───── Raw data ─────
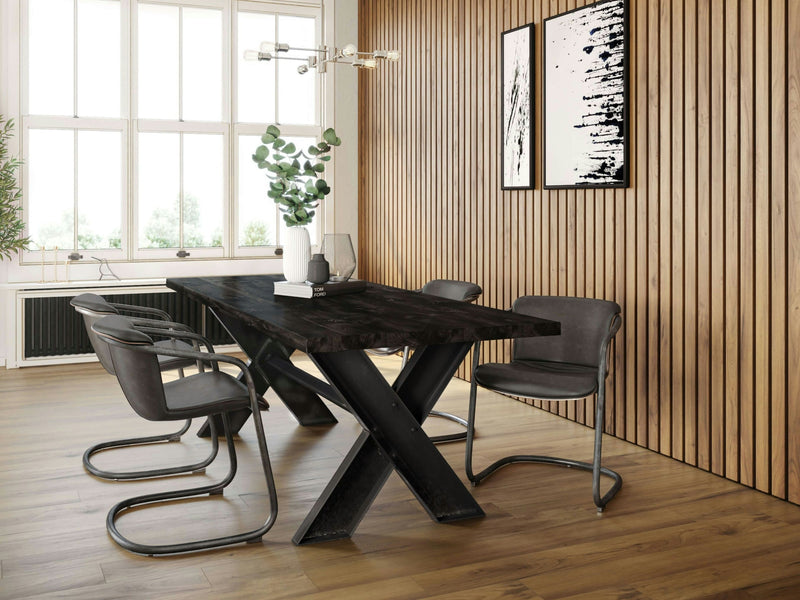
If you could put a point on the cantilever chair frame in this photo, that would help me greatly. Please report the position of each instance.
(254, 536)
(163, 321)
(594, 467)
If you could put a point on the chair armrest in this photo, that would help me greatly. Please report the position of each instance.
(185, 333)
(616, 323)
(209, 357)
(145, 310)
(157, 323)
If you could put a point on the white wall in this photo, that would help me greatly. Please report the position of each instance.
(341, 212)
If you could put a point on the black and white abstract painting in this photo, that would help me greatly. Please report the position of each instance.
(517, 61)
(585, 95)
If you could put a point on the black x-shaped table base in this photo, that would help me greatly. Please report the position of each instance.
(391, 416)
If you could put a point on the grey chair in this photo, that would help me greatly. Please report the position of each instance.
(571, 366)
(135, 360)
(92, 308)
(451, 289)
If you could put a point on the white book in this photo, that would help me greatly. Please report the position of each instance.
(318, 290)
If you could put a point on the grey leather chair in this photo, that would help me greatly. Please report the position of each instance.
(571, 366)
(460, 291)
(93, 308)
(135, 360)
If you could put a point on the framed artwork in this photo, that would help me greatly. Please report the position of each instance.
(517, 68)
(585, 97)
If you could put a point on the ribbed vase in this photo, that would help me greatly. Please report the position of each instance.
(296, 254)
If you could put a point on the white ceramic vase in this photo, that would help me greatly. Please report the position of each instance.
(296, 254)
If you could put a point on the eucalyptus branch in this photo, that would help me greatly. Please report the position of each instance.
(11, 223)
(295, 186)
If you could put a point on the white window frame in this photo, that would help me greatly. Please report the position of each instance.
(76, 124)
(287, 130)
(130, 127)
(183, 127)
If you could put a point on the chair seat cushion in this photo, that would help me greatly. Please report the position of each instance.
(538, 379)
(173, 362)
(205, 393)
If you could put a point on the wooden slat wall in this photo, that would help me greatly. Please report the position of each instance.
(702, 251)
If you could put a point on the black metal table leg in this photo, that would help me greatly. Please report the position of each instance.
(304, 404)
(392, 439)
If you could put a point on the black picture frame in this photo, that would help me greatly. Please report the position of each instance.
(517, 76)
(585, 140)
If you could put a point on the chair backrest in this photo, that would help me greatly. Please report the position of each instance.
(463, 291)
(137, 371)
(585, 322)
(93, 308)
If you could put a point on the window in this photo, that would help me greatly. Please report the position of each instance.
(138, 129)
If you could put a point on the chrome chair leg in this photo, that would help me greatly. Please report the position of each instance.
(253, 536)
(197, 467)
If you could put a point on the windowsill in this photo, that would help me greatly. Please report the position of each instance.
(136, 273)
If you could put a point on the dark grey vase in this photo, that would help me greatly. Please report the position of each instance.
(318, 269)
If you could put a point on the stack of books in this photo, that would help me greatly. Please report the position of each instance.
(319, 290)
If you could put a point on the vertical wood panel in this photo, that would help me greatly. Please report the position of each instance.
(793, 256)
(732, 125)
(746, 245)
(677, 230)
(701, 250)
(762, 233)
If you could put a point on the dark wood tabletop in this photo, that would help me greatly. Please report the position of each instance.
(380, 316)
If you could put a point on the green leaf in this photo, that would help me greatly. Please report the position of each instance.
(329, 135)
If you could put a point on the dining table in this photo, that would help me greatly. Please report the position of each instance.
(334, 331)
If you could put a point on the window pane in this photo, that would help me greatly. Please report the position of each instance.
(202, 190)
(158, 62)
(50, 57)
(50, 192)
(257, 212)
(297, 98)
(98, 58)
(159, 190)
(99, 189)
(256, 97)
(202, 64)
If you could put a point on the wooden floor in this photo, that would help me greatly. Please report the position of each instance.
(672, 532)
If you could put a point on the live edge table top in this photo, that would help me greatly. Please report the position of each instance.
─────
───── Raw data ─────
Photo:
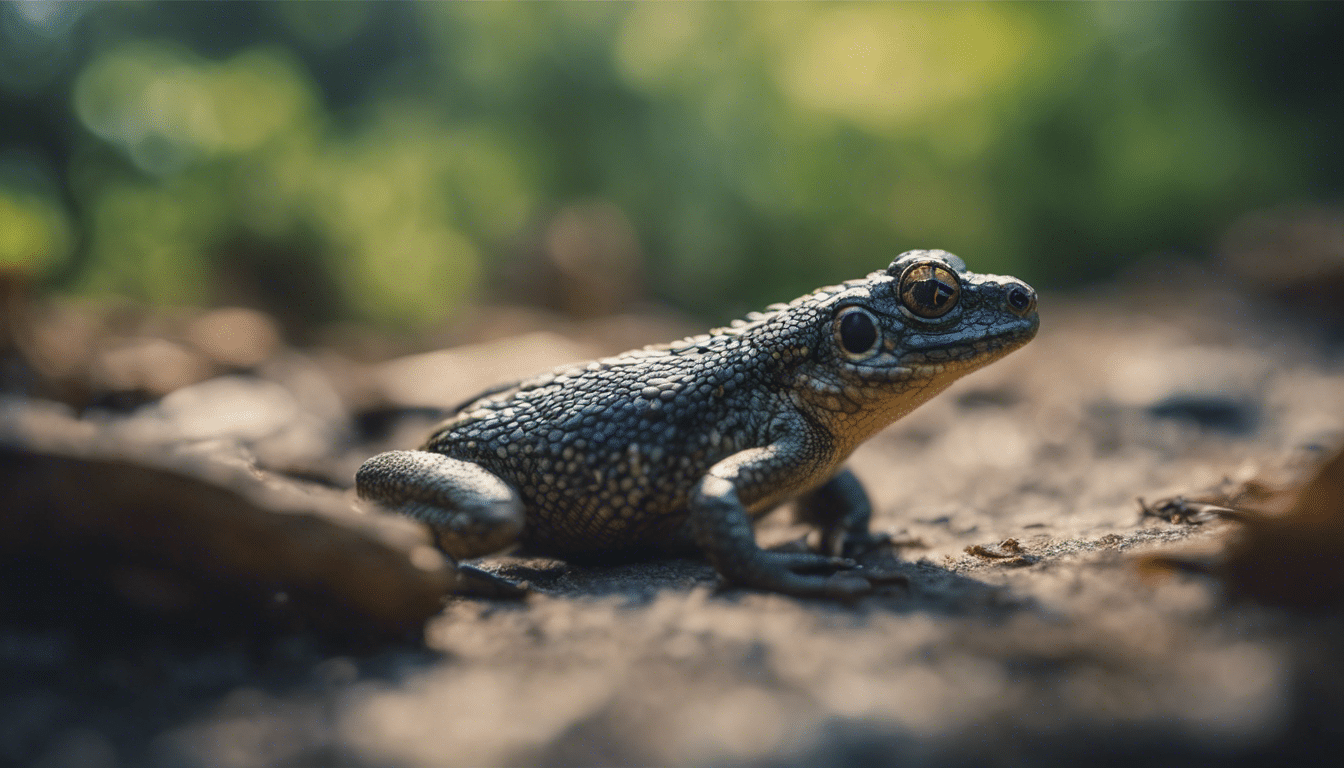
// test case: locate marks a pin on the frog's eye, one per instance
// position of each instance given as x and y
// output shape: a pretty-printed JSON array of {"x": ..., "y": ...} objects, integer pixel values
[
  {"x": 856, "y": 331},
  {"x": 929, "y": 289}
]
─────
• **Work request**: In the listing above, find the line with "If you could put a point on the wooden floor" and the line with "If you could put a point on the live". Output those two lines and every line between them, exactly as written.

• **Expected answer**:
If you could put a point on the wooden floor in this photo, that would help me greatly. Please report the position of each instance.
(672, 532)
If you could put a point on the live edge table top in this photo, that would help me greatly. Please report the position of each instance.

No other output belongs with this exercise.